__Extract provided__:
*** Block opens ***

The Beautiful Galatea (1865) [6.22]
Pique Dame (1864) [7.28]
Light Cavalry (1866) [6.26]
Poet and Peasant (1846) [9.24]
Morning, Noon and Night in Vienna (1844) [7.32]
Boccaccio (1879) [6.48]
Daniel-François AUBER (1782-1871)
Overtures:

The Bronze Horse (1835) [6.49]
Fra Diavolo (1830) [7.31]
Masaniello, or La muette de Portici (1828) [6.26]
Detroit Symphony Orchestra/Paul Paray
Rec 29 Nov 1959 (Suppé), Cass Technical High School, Detroit; 4 April 1959 (Auber), Old Orchestra Hall, Detroit
MERCURY LIVING PRESENCE SACD 470 638-2 [65.44]

 

Paul Paray’s various recordings for Mercury have achieved almost legendary status over the years, and hearing this new issue in SACD format it’s not difficult to understand why.

Auber and Suppé were both composers who made their careers in the theatre; yet both of them have survived in repertory of the concert hall thanks to the colourful and tuneful overtures they wrote. Of Auber’s forty-seven operas, thirty-eight are to libretti by Eugène Scribe, who wrote for most of the French and Italian composers of the day. And the element of formula that this efficiency implies transfers to Auber’s music too; even his contemporaries were known to complain of an ‘incorrigibly chirpy manner’. But it is also worth remembering that he had his admirers too, Rossini and Wagner among them.

*** Block closes ***

__Collected data entries__:

*** Block opens ***

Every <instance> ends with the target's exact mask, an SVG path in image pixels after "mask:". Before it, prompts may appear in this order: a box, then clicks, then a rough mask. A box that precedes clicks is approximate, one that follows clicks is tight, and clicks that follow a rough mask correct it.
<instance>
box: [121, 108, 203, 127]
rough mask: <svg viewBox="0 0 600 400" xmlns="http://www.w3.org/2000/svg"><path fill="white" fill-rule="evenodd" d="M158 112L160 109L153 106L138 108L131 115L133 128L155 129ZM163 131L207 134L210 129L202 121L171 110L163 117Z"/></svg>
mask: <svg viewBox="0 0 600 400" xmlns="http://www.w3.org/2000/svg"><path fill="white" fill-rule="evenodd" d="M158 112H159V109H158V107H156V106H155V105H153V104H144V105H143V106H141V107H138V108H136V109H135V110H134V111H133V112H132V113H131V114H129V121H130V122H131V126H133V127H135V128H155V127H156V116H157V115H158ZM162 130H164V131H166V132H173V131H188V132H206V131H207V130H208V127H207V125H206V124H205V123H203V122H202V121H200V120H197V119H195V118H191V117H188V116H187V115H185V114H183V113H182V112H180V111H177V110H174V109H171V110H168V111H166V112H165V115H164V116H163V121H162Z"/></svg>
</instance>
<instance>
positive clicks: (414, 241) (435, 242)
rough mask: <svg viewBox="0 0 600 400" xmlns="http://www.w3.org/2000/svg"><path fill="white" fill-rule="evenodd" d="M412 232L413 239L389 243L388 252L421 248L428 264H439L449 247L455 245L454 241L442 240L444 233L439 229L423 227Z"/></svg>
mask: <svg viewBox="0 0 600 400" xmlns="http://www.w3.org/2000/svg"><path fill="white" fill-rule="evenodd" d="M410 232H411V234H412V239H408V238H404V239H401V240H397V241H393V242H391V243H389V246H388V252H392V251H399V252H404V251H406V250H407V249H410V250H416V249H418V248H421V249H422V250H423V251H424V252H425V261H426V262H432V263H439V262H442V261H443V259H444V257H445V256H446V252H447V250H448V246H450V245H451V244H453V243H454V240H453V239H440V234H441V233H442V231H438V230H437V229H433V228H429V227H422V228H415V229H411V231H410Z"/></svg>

*** Block closes ***

__Task instructions__:
1. Reproduce word for word the part of the review of Paul Paray's overtures recording starting at "The Bronze Horse" and ending at "to understand why.".
2. Answer these questions from the review of Paul Paray's overtures recording, one answer per line:
(a) Which orchestra plays on the recording?
(b) How many of Auber's forty-seven operas use libretti by Eugène Scribe?
(c) Which two composers are named as Auber's admirers?
3. Extend the review of Paul Paray's Auber and Suppé overtures recording, beginning right after its final sentence.

__Exercise answers__:
1.
The Bronze Horse (1835) [6.49]
Fra Diavolo (1830) [7.31]
Masaniello, or La muette de Portici (1828) [6.26]
Detroit Symphony Orchestra/Paul Paray
Rec 29 Nov 1959 (Suppé), Cass Technical High School, Detroit; 4 April 1959 (Auber), Old Orchestra Hall, Detroit
MERCURY LIVING PRESENCE SACD 470 638-2 [65.44]

 

Paul Paray’s various recordings for Mercury have achieved almost legendary status over the years, and hearing this new issue in SACD format it’s not difficult to understand why.

2.
(a) The Detroit Symphony Orchestra
(b) Thirty-eight
(c) Rossini and Wagner

3.
A similar sparkle and lightweight charm is also found in the music of Suppé, who wrote operettas in Vienna and other centres during the age of Johann Strauss. There is a formula at play here, and it is rather better known than that of Auber. Each Suppé overture has an imposing or atmospheric introduction leading to an allegro, then a lyrical waltz-song and a final gallop. And the melodic invention is of a high order, so too the rhythmic verve.

These overtures by Auber and Suppé suit the Detroit orchestra as they suit their French conductor Paul Paray. The Mercury engineers in 1959 (in each of the featured venues) achieve extraordinarily vivid and immediate results. Thus the performances have real élan and spirit, with both corporate and individual contributions of a high virtuosity that we can recognize as wholly in the spirit and style of the pieces being performed. Of course this means that the driving rhythms of Suppé’s Light Cavalry have a special frisson of excitement, while at the opposite extreme the poetic opening measures of The Beautiful Galatea find the Detroit strings producing a wonderfully luminous sound. If anything, this passage is the highlight of the whole disc.

The lightness of touch in Auber’s little known but altogether splendid Fra Diavolo overture again relies upon the talents of the Detroit strings. But the wind players too bring distinction throughout this remarkable disc, as does the high production standard, including the detailed and informative booklet notes.